- [Saved data entries]
——
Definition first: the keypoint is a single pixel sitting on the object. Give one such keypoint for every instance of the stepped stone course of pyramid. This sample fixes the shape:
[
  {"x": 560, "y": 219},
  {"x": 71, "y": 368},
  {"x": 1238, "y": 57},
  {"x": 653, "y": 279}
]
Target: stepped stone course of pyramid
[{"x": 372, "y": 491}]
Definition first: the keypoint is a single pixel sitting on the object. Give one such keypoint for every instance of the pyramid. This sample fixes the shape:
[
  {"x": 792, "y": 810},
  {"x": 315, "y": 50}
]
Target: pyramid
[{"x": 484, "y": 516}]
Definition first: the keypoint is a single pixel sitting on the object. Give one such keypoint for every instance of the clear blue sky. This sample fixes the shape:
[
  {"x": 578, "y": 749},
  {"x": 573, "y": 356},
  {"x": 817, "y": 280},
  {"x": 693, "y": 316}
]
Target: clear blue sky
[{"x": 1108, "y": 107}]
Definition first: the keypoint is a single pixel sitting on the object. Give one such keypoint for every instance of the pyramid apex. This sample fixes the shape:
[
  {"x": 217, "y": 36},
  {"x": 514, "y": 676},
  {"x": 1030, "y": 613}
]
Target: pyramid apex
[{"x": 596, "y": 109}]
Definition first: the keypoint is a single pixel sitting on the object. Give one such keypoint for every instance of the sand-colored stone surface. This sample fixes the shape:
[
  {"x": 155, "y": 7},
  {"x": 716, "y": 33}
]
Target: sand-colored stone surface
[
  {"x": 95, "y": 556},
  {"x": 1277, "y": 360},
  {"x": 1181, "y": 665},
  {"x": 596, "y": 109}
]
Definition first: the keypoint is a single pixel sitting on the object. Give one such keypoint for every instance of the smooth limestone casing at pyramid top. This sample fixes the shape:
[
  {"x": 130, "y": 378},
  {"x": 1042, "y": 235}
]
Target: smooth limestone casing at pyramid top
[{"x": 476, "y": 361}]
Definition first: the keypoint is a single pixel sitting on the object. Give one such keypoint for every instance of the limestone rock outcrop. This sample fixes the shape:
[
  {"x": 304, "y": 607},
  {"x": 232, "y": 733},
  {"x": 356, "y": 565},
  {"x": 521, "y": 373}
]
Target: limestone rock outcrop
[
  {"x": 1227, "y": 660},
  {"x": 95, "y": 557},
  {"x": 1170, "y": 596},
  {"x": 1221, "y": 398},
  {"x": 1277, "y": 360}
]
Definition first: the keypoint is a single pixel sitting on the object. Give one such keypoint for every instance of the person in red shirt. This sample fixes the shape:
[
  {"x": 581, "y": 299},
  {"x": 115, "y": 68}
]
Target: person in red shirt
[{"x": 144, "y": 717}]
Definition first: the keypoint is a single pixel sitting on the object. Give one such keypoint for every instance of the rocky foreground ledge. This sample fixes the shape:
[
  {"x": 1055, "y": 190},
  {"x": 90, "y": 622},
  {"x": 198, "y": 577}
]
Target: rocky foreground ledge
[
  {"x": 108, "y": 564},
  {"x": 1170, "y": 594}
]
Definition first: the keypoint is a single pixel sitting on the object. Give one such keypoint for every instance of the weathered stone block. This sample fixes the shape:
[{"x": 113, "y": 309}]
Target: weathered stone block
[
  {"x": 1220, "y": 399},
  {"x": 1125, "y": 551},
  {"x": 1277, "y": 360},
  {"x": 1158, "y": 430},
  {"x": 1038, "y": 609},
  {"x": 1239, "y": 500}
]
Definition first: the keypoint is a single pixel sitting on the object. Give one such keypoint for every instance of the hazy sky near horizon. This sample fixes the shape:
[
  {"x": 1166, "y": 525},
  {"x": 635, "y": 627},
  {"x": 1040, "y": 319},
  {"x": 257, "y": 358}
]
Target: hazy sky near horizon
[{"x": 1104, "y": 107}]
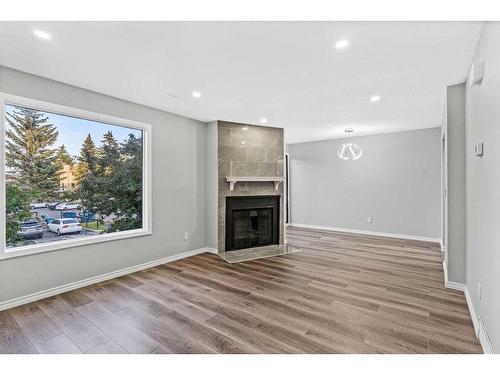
——
- [TASK DIRECTIONS]
Write out the entries above verbatim; the pictures do not belong in your copy.

- [SOLUTION BELOW]
Definition first: the keypoint is a single pixel sitting on the object. Give one such keypoint for every instance of the stepped stone course of pyramid. This sample fixes the shape:
[
  {"x": 560, "y": 219},
  {"x": 71, "y": 368},
  {"x": 1238, "y": 57},
  {"x": 653, "y": 279}
]
Target: stepped stone course of pyramid
[{"x": 372, "y": 491}]
Definition first: the keypoint is a single pixel sitting on the object. Give one such keypoint for every instance of the pyramid. This sample fixes the shape:
[
  {"x": 792, "y": 810},
  {"x": 315, "y": 50}
]
Target: pyramid
[{"x": 484, "y": 516}]
Definition first: the keypoint is a single pixel sitting on the object. Give one such keypoint for every instance of the clear blue sky. This sample fixes the shape:
[
  {"x": 578, "y": 749},
  {"x": 573, "y": 356},
  {"x": 817, "y": 280},
  {"x": 693, "y": 316}
]
Target: clear blue sky
[{"x": 1108, "y": 107}]
Definition first: the keypoint is a single pixel sitting on the object. Give one such keypoint for every instance of the pyramid apex. This sample fixes the shape:
[
  {"x": 217, "y": 36},
  {"x": 514, "y": 676},
  {"x": 1030, "y": 613}
]
Target: pyramid apex
[{"x": 596, "y": 109}]
Definition first: the keypoint is a single pixel sitting on the object. Give one such keypoint for every instance of the sand-colored stone surface. This sample fixes the shape:
[
  {"x": 155, "y": 7},
  {"x": 716, "y": 33}
]
Target: sand-colored stone surface
[
  {"x": 95, "y": 556},
  {"x": 1277, "y": 360},
  {"x": 1181, "y": 665},
  {"x": 596, "y": 109}
]
Definition first: the keypoint is a single pixel sitting on the object. Give one such keypoint for every instance of the smooth limestone casing at pyramid top. This sample fixes the shape:
[
  {"x": 130, "y": 378},
  {"x": 1042, "y": 235}
]
Target: smooth limestone casing at pyramid top
[{"x": 476, "y": 361}]
Definition first: the keypoint is a single pixel sitting on the object. Give one such keypoint for every instance of the limestone rock outcrop. This sample fixes the shape:
[
  {"x": 304, "y": 607},
  {"x": 232, "y": 733},
  {"x": 356, "y": 565},
  {"x": 521, "y": 373}
]
Target: limestone rock outcrop
[
  {"x": 1227, "y": 660},
  {"x": 95, "y": 557},
  {"x": 1170, "y": 596},
  {"x": 1221, "y": 398},
  {"x": 1277, "y": 360}
]
Definition first: the keypoint is a single pixel sitting on the object. Give one such keypoint for every instance of the person in red shirt. This sample fixes the shape:
[
  {"x": 581, "y": 299},
  {"x": 115, "y": 68}
]
Target: person in red shirt
[{"x": 144, "y": 717}]
Definition first: the keypoint is a single pixel sitting on the object. Give one such keypoint for every instance of the rocky foreground ledge. This sample fixes the shape:
[
  {"x": 1055, "y": 190},
  {"x": 90, "y": 622},
  {"x": 198, "y": 577}
]
Target: rocky foreground ledge
[
  {"x": 108, "y": 564},
  {"x": 1170, "y": 594}
]
Definition first: the keypoint is a single pixel sitting on the object. Give one such keypoint for every instance of the weathered stone block. This sample fixes the shape:
[{"x": 113, "y": 309}]
Target: weathered stone block
[
  {"x": 1220, "y": 399},
  {"x": 1125, "y": 551},
  {"x": 1277, "y": 360},
  {"x": 1158, "y": 430},
  {"x": 1038, "y": 609},
  {"x": 1239, "y": 500}
]
Definition first: the keypoint is a single pixel sitting on the object. Give one such keypoint for every instance of the hazy sky near horizon. This sample fixes the shape:
[
  {"x": 1166, "y": 525},
  {"x": 635, "y": 627},
  {"x": 1040, "y": 319},
  {"x": 257, "y": 358}
]
Target: hazy sky near horizon
[{"x": 1104, "y": 107}]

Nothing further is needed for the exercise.